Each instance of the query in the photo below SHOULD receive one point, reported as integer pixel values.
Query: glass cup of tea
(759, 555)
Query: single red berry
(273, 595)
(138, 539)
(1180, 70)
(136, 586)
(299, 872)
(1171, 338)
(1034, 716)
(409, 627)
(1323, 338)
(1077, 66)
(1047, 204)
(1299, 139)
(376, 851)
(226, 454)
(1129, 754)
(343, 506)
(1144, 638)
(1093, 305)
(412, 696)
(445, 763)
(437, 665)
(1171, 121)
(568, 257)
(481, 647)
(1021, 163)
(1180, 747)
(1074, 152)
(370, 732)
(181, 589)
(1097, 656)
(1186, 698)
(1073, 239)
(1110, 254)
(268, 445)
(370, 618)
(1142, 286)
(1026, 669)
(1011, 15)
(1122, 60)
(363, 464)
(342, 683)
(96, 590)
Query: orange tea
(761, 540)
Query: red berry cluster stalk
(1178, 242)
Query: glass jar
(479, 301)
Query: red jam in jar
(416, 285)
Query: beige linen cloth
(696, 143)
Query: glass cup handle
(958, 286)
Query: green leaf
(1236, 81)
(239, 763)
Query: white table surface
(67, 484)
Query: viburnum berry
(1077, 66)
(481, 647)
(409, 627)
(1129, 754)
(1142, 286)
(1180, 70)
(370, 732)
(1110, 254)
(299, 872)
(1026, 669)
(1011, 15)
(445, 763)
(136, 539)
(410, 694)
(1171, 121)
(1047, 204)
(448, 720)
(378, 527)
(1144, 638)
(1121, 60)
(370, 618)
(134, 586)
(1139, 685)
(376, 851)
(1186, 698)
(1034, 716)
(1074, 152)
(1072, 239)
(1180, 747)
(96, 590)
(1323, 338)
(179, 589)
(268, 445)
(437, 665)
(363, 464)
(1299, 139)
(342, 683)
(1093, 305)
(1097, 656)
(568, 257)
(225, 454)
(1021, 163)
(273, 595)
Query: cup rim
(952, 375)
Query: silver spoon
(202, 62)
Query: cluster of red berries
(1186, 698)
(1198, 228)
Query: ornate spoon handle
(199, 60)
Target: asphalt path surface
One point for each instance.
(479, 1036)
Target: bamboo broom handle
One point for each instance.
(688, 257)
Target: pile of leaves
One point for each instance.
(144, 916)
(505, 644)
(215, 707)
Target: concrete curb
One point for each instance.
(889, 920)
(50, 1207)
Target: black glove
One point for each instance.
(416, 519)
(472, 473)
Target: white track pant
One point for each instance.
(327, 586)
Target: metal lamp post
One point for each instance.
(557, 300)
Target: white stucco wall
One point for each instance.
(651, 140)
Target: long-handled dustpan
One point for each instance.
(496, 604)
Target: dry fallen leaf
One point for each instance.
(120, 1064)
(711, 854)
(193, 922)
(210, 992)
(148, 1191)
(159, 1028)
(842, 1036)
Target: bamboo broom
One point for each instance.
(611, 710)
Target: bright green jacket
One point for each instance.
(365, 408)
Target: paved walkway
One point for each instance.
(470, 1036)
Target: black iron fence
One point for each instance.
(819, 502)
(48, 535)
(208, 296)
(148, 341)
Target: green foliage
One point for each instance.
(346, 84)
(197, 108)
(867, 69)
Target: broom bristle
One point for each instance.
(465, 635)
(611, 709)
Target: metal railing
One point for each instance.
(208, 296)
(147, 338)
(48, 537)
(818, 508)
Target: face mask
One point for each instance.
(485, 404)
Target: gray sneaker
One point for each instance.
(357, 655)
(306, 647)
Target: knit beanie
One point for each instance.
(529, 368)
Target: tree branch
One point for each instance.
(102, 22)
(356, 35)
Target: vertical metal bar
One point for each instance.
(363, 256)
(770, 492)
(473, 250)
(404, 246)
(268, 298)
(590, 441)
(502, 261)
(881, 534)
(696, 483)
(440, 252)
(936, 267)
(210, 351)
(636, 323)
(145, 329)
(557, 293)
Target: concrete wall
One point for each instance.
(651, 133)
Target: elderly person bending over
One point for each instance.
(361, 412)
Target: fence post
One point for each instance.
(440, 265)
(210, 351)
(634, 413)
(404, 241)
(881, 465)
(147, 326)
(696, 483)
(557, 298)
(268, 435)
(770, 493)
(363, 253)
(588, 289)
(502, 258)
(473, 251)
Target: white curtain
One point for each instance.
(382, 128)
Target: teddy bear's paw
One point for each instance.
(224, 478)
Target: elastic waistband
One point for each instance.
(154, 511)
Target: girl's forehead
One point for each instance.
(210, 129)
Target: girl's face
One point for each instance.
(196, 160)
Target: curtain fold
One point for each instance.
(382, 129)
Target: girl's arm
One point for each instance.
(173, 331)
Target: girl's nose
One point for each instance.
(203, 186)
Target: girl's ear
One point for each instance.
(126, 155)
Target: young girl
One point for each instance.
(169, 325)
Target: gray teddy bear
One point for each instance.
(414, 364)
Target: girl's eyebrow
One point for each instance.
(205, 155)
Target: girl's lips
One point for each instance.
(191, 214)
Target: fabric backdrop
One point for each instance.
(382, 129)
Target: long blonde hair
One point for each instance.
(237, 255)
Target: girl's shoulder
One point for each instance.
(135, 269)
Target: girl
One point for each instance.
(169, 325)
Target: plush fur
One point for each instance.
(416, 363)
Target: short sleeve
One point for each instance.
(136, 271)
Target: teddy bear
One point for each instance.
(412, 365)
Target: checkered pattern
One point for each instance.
###
Exercise
Search the data above for the word "bamboo" and show every line that has it.

Result below
Target: bamboo broom handle
Target: bamboo broom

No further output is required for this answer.